Konu:
İmar planlarının iptali istemiyle açılan bir davada, Danıştay 6. Dairesi önemli bir karara imza attı. Danıştay 6. Daire Başkanlığı 2021/8192 E. , 2022/1087 K. sayılı kararın tamamını aşağıda linkten ulaşabilirsiniz.
Dava, 2005 yılında kesinleşmiş bir imar planına karşı 2021 yılında açıldı. İlk derece ve bölge idare mahkemeleri, 14/02/2020 tarihli 7221 sayılı Kanun'un 6. Maddesi ile 3194 sayılı İmar Kanun’un 8. Maddesinde yapılan değişiklik ile “Kesinleşen imar planları veya parselasyon planlarına karşı kesinleşme tarihinden itibaren her halde beş yıl içinde dava açılabilir.” kuralı gereğince imar planının 2005 yılında kesinleştiği davanın 2021 yılında açıldığı, her halde 5 yıllık sürenin geçtiğinden bahisle davayı süre yönünden reddetti.
Danıştay Ne Dedi?
Danıştay’ın yerleşik içtihatlarında 3194 sayılı Yasanın 18. maddesi uyarınca yapılan parselasyon işlemi, parseli ilgilendirdiğinden bireysel işlemdir. Parselasyona dair yapılan planlar ilan edilir ancak bununla yetinilmez ilgilisine yazılı olarak tebliğ edilmelidir. Parselasyon planı ilgilisine tebliğe çıkarılmadıysa veya tebliğe çıkarılıp usulüne uygun tebliğ edilmediyse; ilgili kişinin öğrendiği tarihten itibaren palanların iptali dava edilebilir.

Veri içeriği —

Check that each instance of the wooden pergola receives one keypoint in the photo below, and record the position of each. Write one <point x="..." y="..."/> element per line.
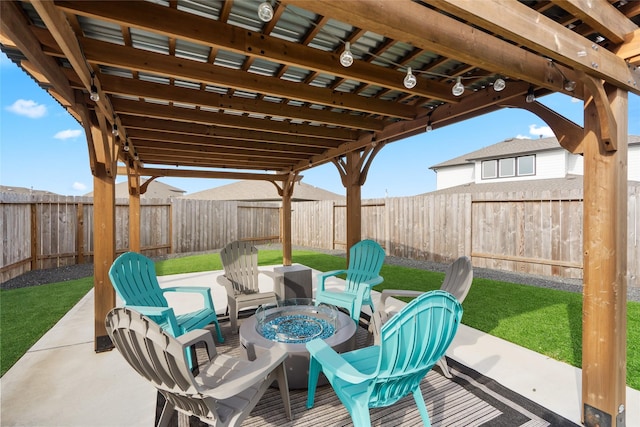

Görev tanımı — İmar planı kararıyla ilgili yazıyı son cümlesinden sonra devam ettirerek yazın. Buradaki verilerin imar planı kararıyla ilgili yazıyla bir bağlantısı yok.

Alıştırmanın cevabı —
Davacı, 15.11.2005 tarihinde onaylanan 1/1000 ölçekli uygulama imar planına karşı başka bir deyişle 2005 yılında kesinleşen imar planı hakkında 01.12.2020 tarihli imar durum belgesi düzenlenmesi talep etmiştir. Bu talep üzerine 03.12.2020 tarihli imar durum belgesi düzenlenmiş ve davacıya 20.01.2020 tarihinde tebliğ edilmiştir. Davacı iş bu davayı dava açma süresi içinde 10.02.2021 tarihinde açmıştır.
Danıştay, bu 5 yıllık sürenin geriye dönük şekilde uygulanamayacağını vurguladı. Yani, bu düzenleme 1 Temmuz 2020 tarihinden önce kesinleşmiş imar planları için geçerli değildir.
Gerekçeler:
- Kanunlar kural olarak geriye yürümez.
- Hukuki güvenlik ve kazanılmış haklara saygı ilkeleri gereği, yeni bir düzenleme geçmiş işlemleri etkileyemez.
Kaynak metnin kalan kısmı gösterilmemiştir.